** START OF DATA TO USE **

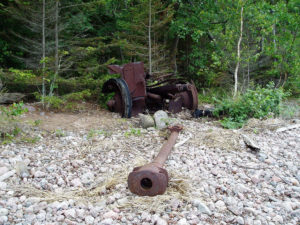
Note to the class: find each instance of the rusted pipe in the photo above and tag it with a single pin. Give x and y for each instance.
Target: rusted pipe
(152, 179)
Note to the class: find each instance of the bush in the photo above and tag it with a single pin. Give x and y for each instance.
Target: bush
(258, 103)
(9, 127)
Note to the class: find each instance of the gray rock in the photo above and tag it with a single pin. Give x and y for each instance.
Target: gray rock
(183, 221)
(89, 220)
(3, 170)
(87, 178)
(161, 119)
(296, 213)
(21, 169)
(39, 174)
(3, 185)
(3, 219)
(146, 121)
(240, 220)
(3, 212)
(70, 213)
(250, 143)
(107, 221)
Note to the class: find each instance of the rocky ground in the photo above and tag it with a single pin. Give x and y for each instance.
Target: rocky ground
(76, 173)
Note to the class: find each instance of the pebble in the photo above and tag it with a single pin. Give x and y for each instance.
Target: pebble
(3, 185)
(3, 219)
(39, 174)
(208, 183)
(87, 178)
(89, 219)
(3, 212)
(110, 214)
(240, 220)
(201, 207)
(3, 170)
(220, 205)
(76, 182)
(70, 213)
(183, 221)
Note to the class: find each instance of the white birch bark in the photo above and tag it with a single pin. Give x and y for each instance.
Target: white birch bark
(149, 39)
(44, 49)
(238, 55)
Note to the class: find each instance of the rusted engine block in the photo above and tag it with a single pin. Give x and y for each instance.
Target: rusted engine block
(132, 96)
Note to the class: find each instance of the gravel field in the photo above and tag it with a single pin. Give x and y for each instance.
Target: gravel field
(77, 173)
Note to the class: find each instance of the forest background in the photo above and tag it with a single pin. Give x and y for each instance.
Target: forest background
(54, 47)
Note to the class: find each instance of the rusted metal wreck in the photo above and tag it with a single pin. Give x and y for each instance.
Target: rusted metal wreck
(152, 179)
(133, 96)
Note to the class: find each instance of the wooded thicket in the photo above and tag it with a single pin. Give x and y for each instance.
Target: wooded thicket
(218, 43)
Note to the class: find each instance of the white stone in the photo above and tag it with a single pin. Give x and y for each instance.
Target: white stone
(76, 182)
(146, 121)
(3, 219)
(183, 221)
(111, 214)
(107, 221)
(220, 205)
(87, 178)
(70, 213)
(3, 212)
(240, 220)
(201, 207)
(3, 170)
(161, 221)
(278, 219)
(161, 119)
(39, 174)
(80, 213)
(3, 185)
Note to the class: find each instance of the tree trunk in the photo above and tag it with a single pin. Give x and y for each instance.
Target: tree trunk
(44, 49)
(238, 55)
(149, 37)
(56, 69)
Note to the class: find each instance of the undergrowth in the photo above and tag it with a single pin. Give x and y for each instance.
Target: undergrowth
(257, 103)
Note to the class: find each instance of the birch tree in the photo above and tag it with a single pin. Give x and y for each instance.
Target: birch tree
(238, 54)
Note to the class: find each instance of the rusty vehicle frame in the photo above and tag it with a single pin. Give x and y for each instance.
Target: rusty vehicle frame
(132, 96)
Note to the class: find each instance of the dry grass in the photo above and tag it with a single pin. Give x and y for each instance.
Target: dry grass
(178, 189)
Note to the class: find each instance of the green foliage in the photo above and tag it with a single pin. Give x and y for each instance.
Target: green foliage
(21, 75)
(14, 110)
(92, 133)
(132, 131)
(53, 102)
(208, 95)
(9, 128)
(258, 103)
(78, 96)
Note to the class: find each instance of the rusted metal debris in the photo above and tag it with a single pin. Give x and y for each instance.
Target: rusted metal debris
(152, 179)
(132, 96)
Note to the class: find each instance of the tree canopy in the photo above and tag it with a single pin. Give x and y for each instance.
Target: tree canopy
(193, 38)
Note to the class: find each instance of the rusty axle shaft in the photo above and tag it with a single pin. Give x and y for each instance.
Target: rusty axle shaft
(152, 179)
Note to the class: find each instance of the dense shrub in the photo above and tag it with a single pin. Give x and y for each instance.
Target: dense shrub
(257, 103)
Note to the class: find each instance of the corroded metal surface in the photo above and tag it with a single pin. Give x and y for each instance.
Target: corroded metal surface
(152, 179)
(171, 94)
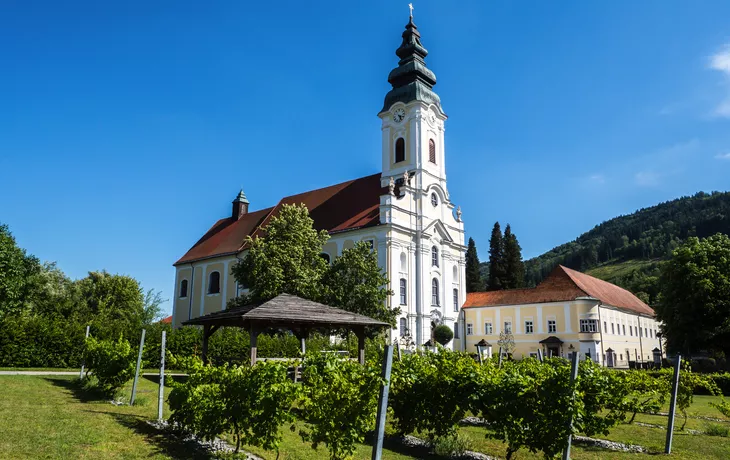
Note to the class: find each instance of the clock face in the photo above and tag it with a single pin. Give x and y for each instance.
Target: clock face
(399, 115)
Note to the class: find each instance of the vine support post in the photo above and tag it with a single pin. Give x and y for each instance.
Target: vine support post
(161, 393)
(136, 373)
(383, 403)
(573, 378)
(673, 405)
(83, 363)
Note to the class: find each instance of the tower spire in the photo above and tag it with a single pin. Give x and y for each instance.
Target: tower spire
(411, 80)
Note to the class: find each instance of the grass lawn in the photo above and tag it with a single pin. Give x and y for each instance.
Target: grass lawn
(49, 417)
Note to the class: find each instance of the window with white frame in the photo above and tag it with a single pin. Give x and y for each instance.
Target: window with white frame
(435, 292)
(508, 327)
(214, 283)
(552, 325)
(528, 327)
(589, 325)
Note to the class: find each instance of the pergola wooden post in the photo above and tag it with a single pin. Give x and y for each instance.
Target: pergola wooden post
(254, 335)
(286, 311)
(360, 333)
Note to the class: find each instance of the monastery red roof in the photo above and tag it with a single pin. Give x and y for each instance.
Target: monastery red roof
(346, 206)
(563, 284)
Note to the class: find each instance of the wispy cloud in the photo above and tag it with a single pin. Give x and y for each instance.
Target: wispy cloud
(597, 179)
(646, 178)
(720, 62)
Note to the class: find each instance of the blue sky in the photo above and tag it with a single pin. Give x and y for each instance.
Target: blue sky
(126, 129)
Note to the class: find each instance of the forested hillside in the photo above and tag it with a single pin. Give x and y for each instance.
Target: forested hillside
(628, 250)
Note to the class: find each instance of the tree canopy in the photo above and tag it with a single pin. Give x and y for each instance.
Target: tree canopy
(695, 296)
(497, 268)
(473, 277)
(288, 259)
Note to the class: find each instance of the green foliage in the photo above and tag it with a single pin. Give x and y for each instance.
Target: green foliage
(723, 406)
(714, 429)
(473, 276)
(648, 235)
(251, 403)
(529, 404)
(339, 403)
(443, 334)
(432, 392)
(695, 296)
(355, 282)
(287, 259)
(452, 446)
(111, 362)
(17, 273)
(514, 268)
(497, 268)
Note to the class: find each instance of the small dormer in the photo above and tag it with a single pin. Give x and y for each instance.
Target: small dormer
(240, 205)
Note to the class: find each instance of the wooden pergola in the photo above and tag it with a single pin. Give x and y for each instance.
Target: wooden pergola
(286, 311)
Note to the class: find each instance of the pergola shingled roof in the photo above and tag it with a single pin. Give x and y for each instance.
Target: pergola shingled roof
(285, 311)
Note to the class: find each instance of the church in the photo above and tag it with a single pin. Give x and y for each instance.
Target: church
(404, 211)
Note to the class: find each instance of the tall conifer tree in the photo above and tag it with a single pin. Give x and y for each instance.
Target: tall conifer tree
(473, 279)
(514, 268)
(496, 260)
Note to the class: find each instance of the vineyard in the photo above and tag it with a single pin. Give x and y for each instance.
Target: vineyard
(526, 404)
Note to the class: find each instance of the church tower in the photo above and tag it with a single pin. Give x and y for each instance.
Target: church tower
(425, 246)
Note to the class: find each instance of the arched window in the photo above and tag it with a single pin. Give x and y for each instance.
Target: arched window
(214, 283)
(400, 150)
(435, 292)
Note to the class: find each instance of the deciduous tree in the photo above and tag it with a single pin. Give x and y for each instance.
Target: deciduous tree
(695, 296)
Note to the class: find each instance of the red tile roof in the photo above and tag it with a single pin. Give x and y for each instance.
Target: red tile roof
(563, 284)
(346, 206)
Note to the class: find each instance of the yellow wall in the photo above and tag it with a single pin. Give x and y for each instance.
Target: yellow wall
(596, 343)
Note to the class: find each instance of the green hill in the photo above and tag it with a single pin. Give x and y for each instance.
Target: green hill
(628, 250)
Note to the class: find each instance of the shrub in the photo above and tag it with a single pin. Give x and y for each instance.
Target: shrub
(443, 334)
(432, 392)
(723, 406)
(452, 445)
(339, 403)
(111, 362)
(251, 403)
(714, 429)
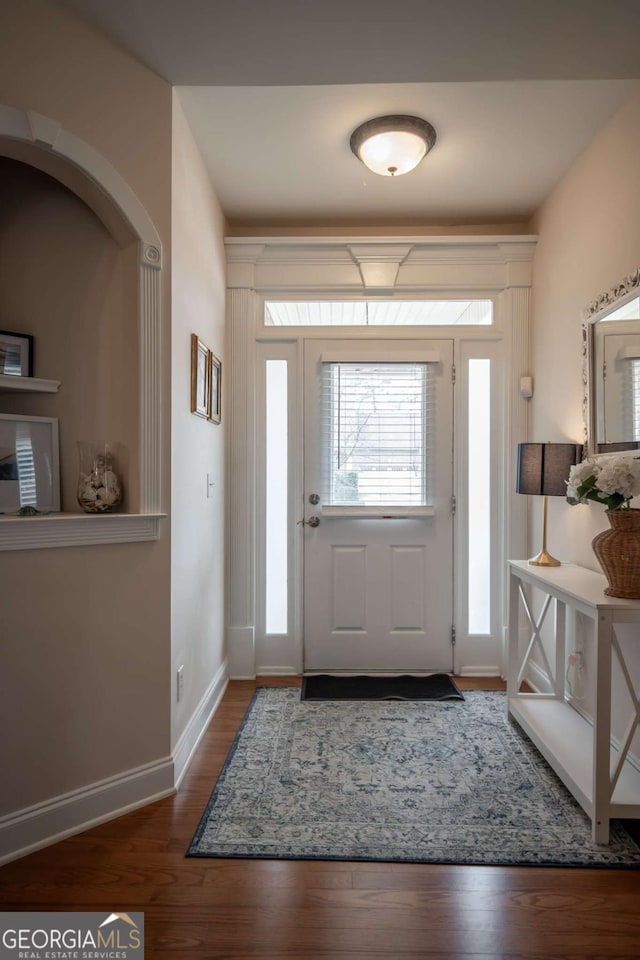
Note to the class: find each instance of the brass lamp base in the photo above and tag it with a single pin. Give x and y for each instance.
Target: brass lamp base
(544, 559)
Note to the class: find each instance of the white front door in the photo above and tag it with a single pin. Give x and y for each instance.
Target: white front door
(378, 478)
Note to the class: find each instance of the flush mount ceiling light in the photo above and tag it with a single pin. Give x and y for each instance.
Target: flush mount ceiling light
(392, 145)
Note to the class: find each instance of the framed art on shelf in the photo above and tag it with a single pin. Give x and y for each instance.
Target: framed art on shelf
(200, 377)
(215, 413)
(29, 464)
(16, 354)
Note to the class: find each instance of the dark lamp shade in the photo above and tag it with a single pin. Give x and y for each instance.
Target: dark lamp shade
(543, 468)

** END OF DATA TO USE **

**EXERCISE OBJECTIVE:**
Retype nothing except the lines from the line holding "Note to the class: find each instance of the brass" through the last line of the entries, both included.

**OUTPUT FOR THIS EXERCISE:**
Note to the class: find each instance of the brass lamp base in the photo above and tag it with a single pin. Give x and y for each instance.
Target: brass lamp base
(544, 559)
Note to the class: find each instance of the white front door in the photo above and tag it with a single pin. Give x and y for each instance.
Target: white front door
(378, 478)
Note to the class: find each instance of the flush mount ceiling light in the photo above and tag it with a single pin. Give x and y for each instance.
Target: flush mount ceiling light
(392, 145)
Note to the class: find each instance of the framed art on shelf in the photo above and tag it with a single pin. Give x and y for each instance.
Target: framed art on shelf
(200, 377)
(215, 413)
(29, 464)
(16, 354)
Note to the class: find each instance of the dark lamp shade in the photo above and tag it with a single pin. Give x and y for each instance.
Target: dark lamp shade
(543, 468)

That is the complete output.